### TEXT SECTION
>> begin

In some embodiments, the report data analytics system can apply a natural language processing model to analyze the reports. In some cases, the report data analytics system parses a report into n-grams and generate a plurality of terms based on the n-grams. As used herein, n-gram refers to a contiguous sequence of n words including numbers and symbols from a data stream, which typically is a phrase or a sequence of words with meaning. N-gram can include numbers and symbols, such as a comma, a period, a dollar sign, and/or the like. In some cases, the report data analytics system normalizes the parsed n-grams. Further, in some cases, the report data analytics system generates a plurality of normalized sections having normalized terms based on the n-grams. In one example, the plurality of intake terms include normalized n-grams. As one example, the n-grams is a date and the normalized term is the date in a predefined format (e.g., year-month-date). In some cases, the report data analytics system determines contexts of the normalized terms. In one example, the contexts are a part of a same sentence of the normalized terms. In one example, the natural language system parses the n-grams and labels the n-grams based on the contexts, for example, period, expense, revenue, etc. In some embodiments, a report data analytics system uses a natural language model for processing the document and parsed n-grams. For example, a natural language model can be a statistical language model, a neural network language model, and/or the like.
In some embodiments, the report data analytics system is configured to process the plurality of reports using a plurality of analytics models (220A) and/or reprocess the plurality of reports using a plurality of analytics models (230A) to generate an analysis result (235A), for example, for each report and/or each record of interest. In some embodiments, the report data analytics system is configured to use a plurality of logical layers in analyzing the reports. In some cases, each logical layer is configured to use one or more analytics models. For example, the plurality of logical layers include a match-finding layer, an identifier layer, a sequencing layer, a threat-trigger layer, a word conversion layer, a word variation layer, a number filter layer, a leetspeak layer, a phone-words layer, a flagged data layer, and/or the like. In some cases, a user can configure the plurality of logical layers by, for example, selecting certain logical layers, adding one or more logical layers, modifying one or more logic layers, and/or deselecting one or more logical layers. Such user inputs/configurations can be store in a data repository.

>> end

### REQUEST A
Summarize the report analytics text in two sentences.

Extracted data entries:

>> begin

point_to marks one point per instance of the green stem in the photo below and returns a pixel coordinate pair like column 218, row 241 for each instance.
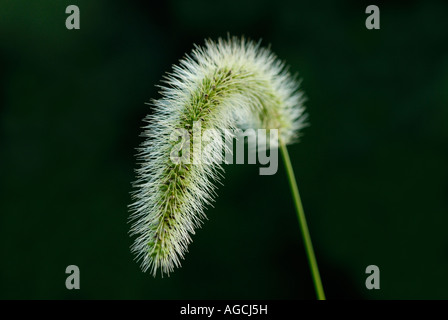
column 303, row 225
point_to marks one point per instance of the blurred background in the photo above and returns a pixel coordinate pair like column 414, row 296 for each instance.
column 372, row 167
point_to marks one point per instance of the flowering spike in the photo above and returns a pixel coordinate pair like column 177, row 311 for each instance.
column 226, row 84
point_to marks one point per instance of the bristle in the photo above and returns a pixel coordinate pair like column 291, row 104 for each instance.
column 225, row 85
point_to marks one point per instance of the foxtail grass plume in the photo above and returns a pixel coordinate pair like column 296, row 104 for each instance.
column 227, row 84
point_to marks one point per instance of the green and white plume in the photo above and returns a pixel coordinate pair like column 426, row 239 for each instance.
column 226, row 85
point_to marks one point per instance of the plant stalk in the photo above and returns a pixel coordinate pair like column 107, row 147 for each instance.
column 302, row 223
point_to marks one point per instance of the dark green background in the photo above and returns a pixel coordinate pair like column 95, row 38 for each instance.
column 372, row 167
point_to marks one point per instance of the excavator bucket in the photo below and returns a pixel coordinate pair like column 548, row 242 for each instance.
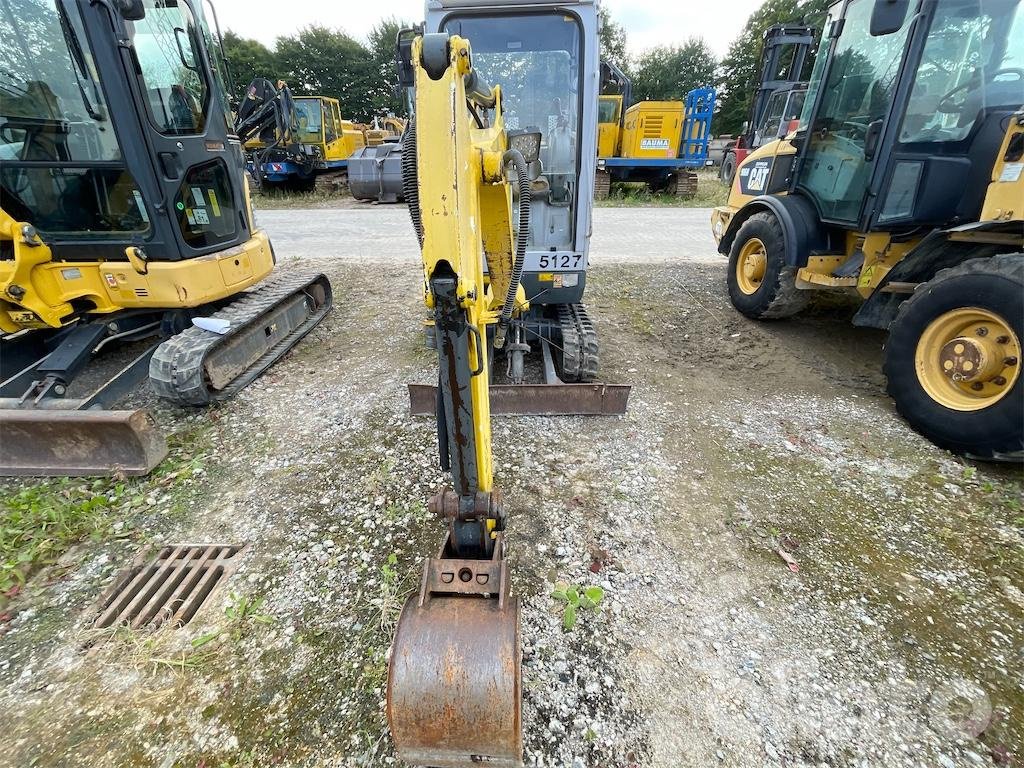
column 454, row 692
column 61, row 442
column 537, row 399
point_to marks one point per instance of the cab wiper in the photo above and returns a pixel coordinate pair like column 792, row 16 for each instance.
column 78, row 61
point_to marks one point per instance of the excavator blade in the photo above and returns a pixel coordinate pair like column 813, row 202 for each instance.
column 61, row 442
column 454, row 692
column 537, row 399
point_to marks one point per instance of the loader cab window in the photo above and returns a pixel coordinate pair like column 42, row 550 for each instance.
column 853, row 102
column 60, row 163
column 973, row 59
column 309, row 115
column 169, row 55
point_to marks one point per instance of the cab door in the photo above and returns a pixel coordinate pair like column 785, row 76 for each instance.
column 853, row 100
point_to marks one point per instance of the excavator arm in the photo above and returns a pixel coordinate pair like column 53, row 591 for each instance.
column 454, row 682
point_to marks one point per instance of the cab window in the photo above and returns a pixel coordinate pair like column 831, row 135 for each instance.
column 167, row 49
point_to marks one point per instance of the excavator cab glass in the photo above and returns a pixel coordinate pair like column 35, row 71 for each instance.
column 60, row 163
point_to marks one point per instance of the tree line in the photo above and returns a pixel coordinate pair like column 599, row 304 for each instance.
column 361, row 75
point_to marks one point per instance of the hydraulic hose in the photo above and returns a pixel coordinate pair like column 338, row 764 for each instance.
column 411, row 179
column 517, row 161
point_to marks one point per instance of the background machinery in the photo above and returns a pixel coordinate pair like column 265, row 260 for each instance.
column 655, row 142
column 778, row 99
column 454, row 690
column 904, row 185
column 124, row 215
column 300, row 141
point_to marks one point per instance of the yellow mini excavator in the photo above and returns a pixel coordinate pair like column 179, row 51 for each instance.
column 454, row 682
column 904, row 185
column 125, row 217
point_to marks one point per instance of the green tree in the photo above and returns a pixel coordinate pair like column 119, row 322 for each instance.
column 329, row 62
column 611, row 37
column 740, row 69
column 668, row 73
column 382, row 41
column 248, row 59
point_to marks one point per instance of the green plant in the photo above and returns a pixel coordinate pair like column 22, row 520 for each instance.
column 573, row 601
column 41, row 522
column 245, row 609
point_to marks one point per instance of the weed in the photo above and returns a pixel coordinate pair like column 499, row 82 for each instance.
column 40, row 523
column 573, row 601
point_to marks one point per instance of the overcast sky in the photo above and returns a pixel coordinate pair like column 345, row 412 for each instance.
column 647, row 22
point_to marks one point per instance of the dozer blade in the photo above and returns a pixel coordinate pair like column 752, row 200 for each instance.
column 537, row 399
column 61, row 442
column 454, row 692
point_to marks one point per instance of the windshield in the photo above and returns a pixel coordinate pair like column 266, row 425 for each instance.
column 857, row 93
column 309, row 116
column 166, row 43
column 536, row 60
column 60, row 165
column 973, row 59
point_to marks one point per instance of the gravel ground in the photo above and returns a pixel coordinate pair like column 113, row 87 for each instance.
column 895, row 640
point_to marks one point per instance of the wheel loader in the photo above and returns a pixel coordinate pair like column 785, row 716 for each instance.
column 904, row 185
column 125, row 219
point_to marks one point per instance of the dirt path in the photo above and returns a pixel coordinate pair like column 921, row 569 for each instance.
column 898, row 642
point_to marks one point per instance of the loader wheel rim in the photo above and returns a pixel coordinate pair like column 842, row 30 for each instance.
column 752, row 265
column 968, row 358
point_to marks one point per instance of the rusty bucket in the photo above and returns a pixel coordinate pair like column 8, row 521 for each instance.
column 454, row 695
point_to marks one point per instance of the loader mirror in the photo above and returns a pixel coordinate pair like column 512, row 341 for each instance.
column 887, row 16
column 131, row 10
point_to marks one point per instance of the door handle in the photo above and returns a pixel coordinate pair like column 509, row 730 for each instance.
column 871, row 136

>> end
>> begin

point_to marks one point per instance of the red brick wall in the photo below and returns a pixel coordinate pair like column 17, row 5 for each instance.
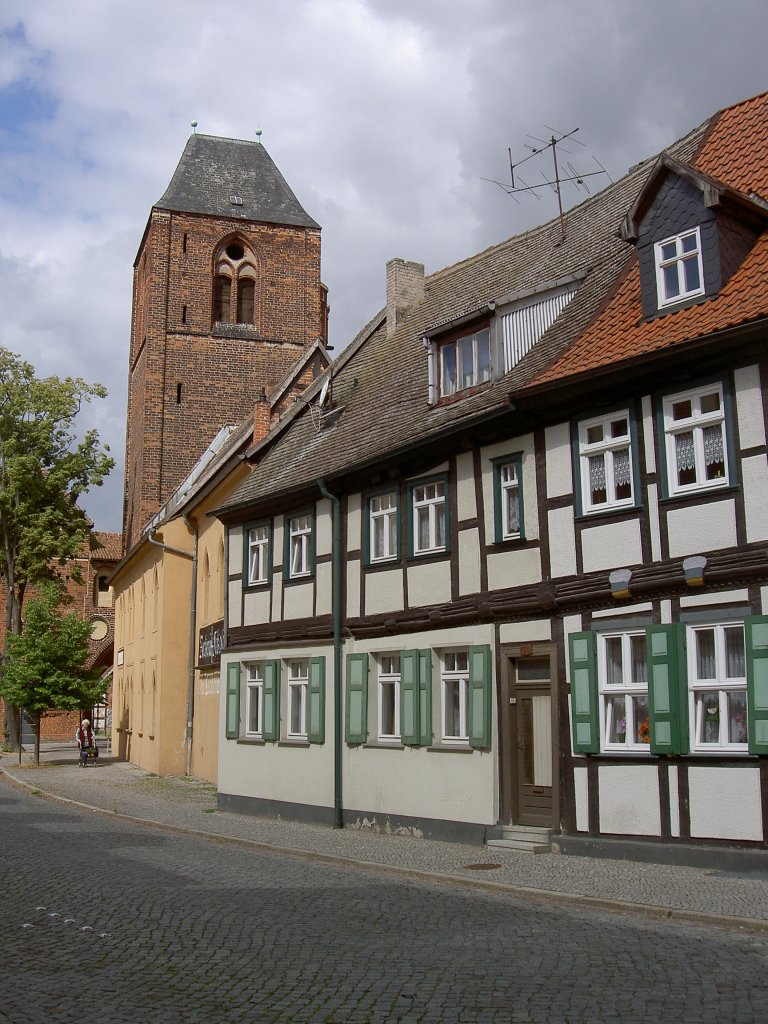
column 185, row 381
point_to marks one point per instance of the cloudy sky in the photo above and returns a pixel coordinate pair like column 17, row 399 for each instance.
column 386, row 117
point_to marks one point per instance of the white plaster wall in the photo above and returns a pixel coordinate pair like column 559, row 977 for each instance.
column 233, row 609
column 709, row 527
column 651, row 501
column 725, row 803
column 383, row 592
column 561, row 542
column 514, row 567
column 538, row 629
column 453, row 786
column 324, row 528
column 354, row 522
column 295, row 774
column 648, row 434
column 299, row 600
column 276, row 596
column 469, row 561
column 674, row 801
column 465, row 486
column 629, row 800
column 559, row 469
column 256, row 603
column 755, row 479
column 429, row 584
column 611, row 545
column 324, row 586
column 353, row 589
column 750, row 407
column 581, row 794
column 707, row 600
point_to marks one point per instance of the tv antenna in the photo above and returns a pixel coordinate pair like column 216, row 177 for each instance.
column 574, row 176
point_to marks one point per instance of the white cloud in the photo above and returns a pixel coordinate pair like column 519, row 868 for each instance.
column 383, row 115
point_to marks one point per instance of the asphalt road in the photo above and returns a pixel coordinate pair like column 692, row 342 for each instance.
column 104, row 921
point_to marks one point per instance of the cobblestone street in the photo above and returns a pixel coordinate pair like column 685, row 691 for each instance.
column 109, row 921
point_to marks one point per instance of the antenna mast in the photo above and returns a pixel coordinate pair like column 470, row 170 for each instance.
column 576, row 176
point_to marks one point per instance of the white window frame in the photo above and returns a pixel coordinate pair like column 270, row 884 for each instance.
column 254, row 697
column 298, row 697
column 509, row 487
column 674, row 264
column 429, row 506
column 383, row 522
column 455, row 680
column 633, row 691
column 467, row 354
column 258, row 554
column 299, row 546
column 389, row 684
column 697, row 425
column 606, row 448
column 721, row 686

>> end

### REQUEST B
Please output, unchanged, the lines of the listing starting at the line that contains "point_to marks one point per instance of the overcast" and ending after the line that contains "column 898, row 642".

### TASK SOLUTION A
The report data analytics system can apply a natural language processing model that parses reports into n-grams, normalizes them into terms, determines their contexts, and labels them, for example as period, expense, or revenue. It can also process or reprocess the reports with multiple analytics models arranged in logical layers, such as a match-finding layer or a leetspeak layer, which a user can configure by selecting, adding, modifying, or deselecting them.

### TASK SOLUTION B
point_to marks one point per instance of the overcast sky in the photo above and returns a pixel coordinate pair like column 345, row 412 for each instance.
column 647, row 22
point_to marks one point per instance of the dozer blade in the photo above and returns a pixel coordinate pair like column 752, row 200 for each instance.
column 537, row 399
column 61, row 442
column 454, row 692
point_to marks one point per instance of the windshield in the photo above and returns a pixel coordinate pair like column 266, row 425 for each instance.
column 857, row 93
column 309, row 116
column 166, row 43
column 536, row 60
column 60, row 165
column 973, row 59
point_to marks one point per instance of the gravel ground in the photo above and returns a pixel coordinate pair like column 113, row 87 for each instance.
column 895, row 640
point_to marks one point per instance of the wheel loader in the photo above and returns a pixel coordinate pair like column 785, row 716 for each instance.
column 904, row 185
column 125, row 219
point_to marks one point per instance of the dirt path in the photo above and returns a pixel coordinate pair like column 921, row 569 for each instance.
column 898, row 642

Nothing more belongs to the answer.